Starting at the line that contains "Indicate the brown" and continuing through the end of the records, arrange those lines as a Markdown table with a Row column for the row number and a Line column for the line itself. Leave out any blank lines.
#### Data provided
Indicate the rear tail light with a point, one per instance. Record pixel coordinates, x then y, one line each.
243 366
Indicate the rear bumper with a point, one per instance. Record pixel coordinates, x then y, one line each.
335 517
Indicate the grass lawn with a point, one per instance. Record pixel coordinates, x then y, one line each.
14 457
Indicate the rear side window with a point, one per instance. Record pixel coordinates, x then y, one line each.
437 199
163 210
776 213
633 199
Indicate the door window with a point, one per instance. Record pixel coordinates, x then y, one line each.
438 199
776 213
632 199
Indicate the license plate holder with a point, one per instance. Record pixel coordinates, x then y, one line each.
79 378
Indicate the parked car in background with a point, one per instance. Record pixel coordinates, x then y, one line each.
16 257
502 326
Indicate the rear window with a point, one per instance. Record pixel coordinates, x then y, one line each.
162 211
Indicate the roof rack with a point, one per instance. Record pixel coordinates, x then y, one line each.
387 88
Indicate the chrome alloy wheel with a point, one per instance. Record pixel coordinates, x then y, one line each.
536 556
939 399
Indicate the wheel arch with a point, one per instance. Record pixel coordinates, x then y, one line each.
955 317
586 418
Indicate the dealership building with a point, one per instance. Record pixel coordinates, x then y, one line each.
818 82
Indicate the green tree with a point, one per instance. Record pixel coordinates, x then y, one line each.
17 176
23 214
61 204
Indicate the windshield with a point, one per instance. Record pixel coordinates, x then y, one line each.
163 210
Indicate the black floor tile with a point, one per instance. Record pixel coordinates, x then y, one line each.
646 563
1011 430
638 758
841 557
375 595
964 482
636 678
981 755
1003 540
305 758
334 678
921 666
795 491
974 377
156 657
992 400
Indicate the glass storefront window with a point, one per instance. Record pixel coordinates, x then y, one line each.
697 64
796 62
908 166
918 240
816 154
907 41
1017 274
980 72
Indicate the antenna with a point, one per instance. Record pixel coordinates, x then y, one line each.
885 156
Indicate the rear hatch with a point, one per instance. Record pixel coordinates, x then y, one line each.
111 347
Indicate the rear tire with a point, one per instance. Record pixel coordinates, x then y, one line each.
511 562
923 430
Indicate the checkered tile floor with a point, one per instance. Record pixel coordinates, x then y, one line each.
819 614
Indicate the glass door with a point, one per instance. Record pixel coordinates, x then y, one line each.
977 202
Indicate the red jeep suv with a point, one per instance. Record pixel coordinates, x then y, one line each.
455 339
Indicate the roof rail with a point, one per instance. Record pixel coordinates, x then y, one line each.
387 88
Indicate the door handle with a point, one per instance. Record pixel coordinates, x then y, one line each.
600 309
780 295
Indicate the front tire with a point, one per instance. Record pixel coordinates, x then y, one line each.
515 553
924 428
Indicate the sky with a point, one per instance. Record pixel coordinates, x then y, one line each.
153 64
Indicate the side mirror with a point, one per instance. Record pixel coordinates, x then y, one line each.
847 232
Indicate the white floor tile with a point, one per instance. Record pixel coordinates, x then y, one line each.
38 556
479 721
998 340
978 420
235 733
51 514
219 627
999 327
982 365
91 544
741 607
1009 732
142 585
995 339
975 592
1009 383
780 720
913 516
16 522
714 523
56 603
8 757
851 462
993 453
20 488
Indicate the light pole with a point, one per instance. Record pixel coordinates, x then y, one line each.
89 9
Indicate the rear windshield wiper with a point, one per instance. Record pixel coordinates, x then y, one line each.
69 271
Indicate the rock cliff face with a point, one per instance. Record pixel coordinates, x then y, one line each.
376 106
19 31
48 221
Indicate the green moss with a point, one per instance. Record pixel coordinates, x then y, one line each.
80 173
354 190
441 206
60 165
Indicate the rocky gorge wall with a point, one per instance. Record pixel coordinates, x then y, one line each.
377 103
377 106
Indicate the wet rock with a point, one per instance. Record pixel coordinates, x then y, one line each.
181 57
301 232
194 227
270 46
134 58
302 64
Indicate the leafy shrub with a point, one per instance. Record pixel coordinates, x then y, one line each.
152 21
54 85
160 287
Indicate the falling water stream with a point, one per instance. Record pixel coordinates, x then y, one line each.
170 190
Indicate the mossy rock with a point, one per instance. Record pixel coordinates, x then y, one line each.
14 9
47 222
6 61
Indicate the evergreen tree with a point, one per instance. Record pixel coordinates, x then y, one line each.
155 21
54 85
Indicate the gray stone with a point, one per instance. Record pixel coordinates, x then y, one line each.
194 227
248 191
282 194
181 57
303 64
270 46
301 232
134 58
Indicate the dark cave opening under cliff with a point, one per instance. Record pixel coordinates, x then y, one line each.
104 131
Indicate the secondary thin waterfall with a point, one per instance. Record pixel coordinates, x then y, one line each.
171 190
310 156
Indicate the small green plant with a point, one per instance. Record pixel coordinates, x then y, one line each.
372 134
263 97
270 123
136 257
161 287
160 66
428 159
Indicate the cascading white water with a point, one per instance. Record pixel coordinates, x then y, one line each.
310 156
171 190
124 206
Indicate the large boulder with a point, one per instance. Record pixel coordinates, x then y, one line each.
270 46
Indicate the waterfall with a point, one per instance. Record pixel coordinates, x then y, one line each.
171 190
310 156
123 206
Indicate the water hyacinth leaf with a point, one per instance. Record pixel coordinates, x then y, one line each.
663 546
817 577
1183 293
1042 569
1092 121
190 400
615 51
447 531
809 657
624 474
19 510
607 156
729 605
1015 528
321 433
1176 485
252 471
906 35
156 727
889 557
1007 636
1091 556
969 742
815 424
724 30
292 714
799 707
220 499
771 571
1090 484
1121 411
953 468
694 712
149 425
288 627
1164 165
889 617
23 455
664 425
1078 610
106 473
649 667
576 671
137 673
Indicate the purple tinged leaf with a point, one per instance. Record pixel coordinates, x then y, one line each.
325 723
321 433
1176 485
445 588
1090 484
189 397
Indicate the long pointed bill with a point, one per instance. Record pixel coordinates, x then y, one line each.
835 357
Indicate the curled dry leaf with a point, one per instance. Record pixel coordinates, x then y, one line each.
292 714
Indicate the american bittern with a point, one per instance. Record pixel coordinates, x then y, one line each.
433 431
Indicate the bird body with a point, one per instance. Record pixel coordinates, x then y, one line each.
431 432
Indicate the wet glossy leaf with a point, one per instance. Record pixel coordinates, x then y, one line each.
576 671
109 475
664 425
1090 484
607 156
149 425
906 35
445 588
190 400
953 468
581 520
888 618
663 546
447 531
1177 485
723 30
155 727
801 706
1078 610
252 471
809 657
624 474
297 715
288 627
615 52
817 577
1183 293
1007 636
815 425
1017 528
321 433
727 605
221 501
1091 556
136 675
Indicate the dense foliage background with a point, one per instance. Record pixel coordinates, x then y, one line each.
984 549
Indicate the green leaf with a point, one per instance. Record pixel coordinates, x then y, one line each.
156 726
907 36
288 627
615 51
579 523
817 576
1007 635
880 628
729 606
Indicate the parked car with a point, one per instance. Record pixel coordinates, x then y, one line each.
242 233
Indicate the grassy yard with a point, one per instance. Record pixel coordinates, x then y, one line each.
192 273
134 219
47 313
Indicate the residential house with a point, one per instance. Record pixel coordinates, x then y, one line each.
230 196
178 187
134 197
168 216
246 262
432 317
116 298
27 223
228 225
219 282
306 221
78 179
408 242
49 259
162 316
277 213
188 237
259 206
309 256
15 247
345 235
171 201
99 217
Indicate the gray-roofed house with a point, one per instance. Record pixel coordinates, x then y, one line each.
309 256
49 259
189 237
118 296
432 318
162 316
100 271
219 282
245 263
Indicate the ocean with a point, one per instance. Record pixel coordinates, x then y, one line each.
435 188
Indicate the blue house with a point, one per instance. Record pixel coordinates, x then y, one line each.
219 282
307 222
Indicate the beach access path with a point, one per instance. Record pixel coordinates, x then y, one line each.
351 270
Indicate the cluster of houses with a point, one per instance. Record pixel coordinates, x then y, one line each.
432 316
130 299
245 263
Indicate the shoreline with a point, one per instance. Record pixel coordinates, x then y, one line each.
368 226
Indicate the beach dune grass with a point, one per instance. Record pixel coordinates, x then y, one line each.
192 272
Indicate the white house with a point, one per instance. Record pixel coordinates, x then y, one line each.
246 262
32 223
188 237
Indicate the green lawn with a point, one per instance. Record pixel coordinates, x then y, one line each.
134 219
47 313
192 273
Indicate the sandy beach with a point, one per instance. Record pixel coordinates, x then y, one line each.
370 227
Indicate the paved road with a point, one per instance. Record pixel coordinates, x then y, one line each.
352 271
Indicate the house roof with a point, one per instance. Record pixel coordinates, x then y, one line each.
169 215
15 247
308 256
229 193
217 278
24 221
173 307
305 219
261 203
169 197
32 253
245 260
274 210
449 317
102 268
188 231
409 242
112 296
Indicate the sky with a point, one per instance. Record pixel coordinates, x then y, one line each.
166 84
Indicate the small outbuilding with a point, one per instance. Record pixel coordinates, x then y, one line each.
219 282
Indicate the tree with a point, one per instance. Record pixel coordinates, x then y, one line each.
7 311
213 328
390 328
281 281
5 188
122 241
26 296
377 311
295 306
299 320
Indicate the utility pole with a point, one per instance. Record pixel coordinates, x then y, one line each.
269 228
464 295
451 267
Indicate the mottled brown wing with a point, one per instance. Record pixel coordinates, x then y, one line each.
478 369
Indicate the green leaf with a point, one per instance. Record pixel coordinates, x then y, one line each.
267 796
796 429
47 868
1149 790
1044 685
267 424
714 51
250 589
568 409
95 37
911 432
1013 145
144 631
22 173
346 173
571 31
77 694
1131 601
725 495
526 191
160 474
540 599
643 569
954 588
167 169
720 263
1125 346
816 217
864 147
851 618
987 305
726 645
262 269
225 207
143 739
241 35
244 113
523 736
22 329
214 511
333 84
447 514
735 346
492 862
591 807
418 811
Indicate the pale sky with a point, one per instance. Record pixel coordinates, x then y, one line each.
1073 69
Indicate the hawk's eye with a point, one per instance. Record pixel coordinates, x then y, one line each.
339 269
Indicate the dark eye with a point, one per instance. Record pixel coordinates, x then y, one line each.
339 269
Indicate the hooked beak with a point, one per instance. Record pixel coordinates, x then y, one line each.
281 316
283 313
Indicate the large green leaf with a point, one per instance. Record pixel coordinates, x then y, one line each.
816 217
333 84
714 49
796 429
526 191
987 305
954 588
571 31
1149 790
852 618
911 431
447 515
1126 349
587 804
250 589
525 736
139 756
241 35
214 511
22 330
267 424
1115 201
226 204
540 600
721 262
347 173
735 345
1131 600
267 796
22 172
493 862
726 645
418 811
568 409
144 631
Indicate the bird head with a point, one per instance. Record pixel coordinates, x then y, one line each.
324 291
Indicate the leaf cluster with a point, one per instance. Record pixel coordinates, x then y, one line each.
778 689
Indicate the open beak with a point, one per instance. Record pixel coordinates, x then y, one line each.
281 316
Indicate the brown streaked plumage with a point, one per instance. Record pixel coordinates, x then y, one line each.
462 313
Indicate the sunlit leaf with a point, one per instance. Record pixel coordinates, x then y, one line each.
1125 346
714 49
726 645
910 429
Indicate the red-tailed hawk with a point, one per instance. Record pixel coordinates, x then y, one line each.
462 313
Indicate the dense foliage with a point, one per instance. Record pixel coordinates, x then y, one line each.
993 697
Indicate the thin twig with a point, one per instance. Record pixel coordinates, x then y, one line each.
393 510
########
### Exercise result
| Row | Line |
|---|---|
| 1 | Indicate the brown streaked plumage with a point, one per instance. Record pixel coordinates, x then y, one line each. |
| 2 | 462 313 |
| 3 | Indicate the sunlit leaf with a point, one per instance. Record pixel coordinates, x then y, one line each. |
| 4 | 1125 346 |
| 5 | 714 49 |
| 6 | 726 645 |
| 7 | 910 429 |
| 8 | Indicate the red-tailed hawk with a point, one per instance. Record pixel coordinates, x then y, one line each. |
| 9 | 462 313 |
| 10 | Indicate the dense foliage with a point, one per instance. Record pixel coordinates, x then y, one line each. |
| 11 | 993 697 |
| 12 | Indicate the thin twig with a point, one per instance. Record pixel coordinates, x then y, one line each. |
| 13 | 393 510 |